▶ _TEXT_
------------------------------------

When should I visit? #1

Avoid the peak seasons – this would be one of my top essential tips. Avoid the months of June, July and August, and you will avoid the scorching heat and crowds.

Cities such as Seville and Nice will be sprawling over with tourists meaning queues will be long, and landmarks will be busy. Summertime is also when Europeans take their holidays and so most countries will be overflowing with visitors.

Plan your trip for Spring or Autumn – March, April and May or Sept, Oct, Nov when the temperatures are cooler, and the crowds are considerably less.

Do I need to pre-book activities? #2

Yes! Make reservations in advance – Europe and its many wonders get booked up quickly each year, so make sure you aren’t going to miss out on anything and book well in advance.

Secure your flights, accommodation, tours and train tickets and arrive with peace of mind. Skip-the-Line admission tickets for popular sights are a must, and in my opinion worth every extra penny they cost. I once turned up at the Vatican and glided straight past a queue of at least 500 people.

How much money will I need? #3

Take a mix of cash and credit – While you won’t want to be carrying around a wallet full of notes, it is advisable to always have some cash with you as credit cards aren’t accepted everywhere.

------------------------------------

▶ _PROVIDED MATERIAL_
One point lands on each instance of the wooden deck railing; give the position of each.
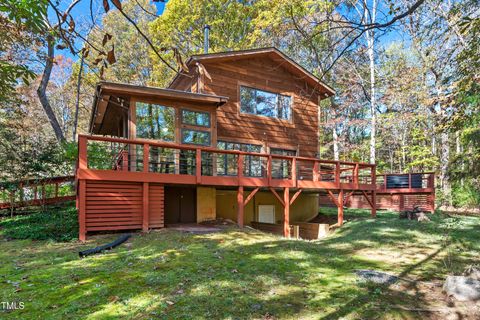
(36, 192)
(104, 158)
(406, 182)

------------------------------------

▶ _INSTRUCTIONS TO FOLLOW_
Please write down the part of the Europe travel tips above from "Cities such as" to "least 500 people.", word for word.

▶ _FINAL RESULT_
Cities such as Seville and Nice will be sprawling over with tourists meaning queues will be long, and landmarks will be busy. Summertime is also when Europeans take their holidays and so most countries will be overflowing with visitors.

Plan your trip for Spring or Autumn – March, April and May or Sept, Oct, Nov when the temperatures are cooler, and the crowds are considerably less.

Do I need to pre-book activities? #2

Yes! Make reservations in advance – Europe and its many wonders get booked up quickly each year, so make sure you aren’t going to miss out on anything and book well in advance.

Secure your flights, accommodation, tours and train tickets and arrive with peace of mind. Skip-the-Line admission tickets for popular sights are a must, and in my opinion worth every extra penny they cost. I once turned up at the Vatican and glided straight past a queue of at least 500 people.